> [WHAT THE TASK ASKS] Select every line in the records below that contains the word "grass" and copy those lines. Case counts.

## begin INFORMATION GIVEN

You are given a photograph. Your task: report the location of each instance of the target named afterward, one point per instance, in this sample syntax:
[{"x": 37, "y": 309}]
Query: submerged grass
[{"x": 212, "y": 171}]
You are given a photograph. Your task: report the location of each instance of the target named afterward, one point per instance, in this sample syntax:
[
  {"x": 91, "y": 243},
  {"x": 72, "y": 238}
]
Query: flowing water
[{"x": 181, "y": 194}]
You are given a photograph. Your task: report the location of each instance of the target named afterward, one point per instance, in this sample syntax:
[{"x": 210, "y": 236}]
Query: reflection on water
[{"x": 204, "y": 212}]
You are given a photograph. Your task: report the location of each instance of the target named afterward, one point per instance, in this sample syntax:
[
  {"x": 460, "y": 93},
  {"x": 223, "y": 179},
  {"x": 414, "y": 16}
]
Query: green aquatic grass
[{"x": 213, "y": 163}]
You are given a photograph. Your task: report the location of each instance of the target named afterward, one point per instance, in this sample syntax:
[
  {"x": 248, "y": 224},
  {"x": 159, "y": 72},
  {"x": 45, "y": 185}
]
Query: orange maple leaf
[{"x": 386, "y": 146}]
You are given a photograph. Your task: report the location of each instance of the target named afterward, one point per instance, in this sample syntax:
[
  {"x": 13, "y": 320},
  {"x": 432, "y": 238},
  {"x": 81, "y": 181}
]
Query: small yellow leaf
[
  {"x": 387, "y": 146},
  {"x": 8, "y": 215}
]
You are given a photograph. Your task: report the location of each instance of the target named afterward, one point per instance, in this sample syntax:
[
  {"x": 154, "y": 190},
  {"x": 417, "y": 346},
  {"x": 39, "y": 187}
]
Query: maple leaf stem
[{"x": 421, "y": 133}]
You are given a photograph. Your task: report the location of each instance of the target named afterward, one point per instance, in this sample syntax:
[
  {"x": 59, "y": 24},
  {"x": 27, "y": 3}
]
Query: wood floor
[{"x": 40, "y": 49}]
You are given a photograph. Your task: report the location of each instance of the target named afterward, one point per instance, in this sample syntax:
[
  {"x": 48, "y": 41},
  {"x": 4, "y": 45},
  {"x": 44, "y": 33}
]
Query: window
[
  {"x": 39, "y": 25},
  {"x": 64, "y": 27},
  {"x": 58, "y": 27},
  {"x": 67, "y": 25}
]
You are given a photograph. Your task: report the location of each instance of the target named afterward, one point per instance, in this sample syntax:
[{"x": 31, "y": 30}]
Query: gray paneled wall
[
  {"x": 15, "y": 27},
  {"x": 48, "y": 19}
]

## end INFORMATION GIVEN

> [RESULT OF THE TASK]
Query: submerged grass
Query: green aquatic grass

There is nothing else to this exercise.